**WRITTEN REQUEST:** Find every line in the material below that contains the string "Lookup", with case counting, and copy each of those lines.

**RECORDS SHOWN:**
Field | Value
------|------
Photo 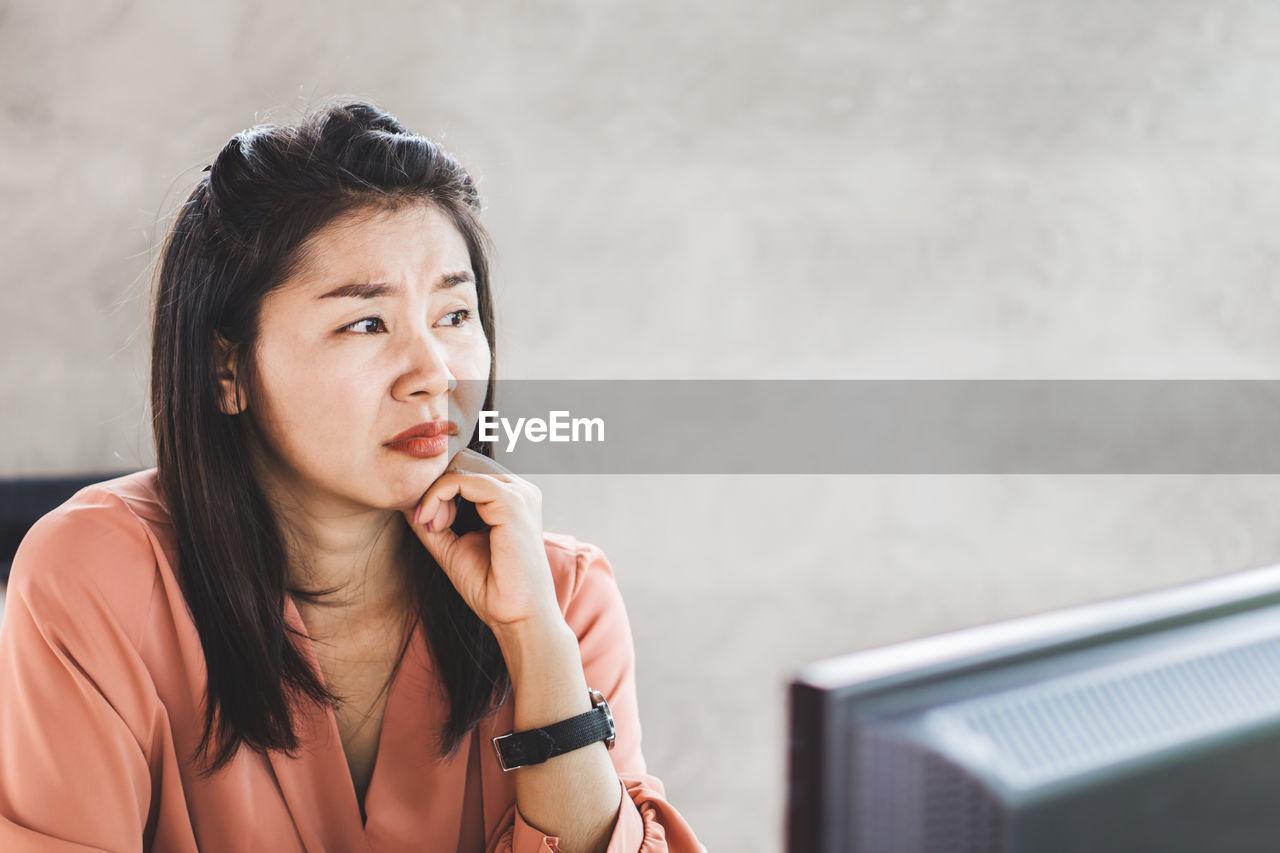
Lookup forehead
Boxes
[283,202,471,289]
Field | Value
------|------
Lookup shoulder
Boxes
[543,533,617,613]
[8,470,166,639]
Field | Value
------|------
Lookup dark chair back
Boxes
[0,471,135,584]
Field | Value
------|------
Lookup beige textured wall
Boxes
[0,0,1280,853]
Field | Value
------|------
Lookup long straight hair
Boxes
[151,102,511,775]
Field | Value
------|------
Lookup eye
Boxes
[339,316,387,334]
[444,309,471,325]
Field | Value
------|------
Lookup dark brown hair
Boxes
[151,102,511,774]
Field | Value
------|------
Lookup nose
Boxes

**RIGHT ANSWER:**
Lookup forehead
Lookup shoulder
Lookup dark chair back
Lookup beige textured wall
Lookup long straight hair
Lookup eye
Lookup dark brown hair
Lookup nose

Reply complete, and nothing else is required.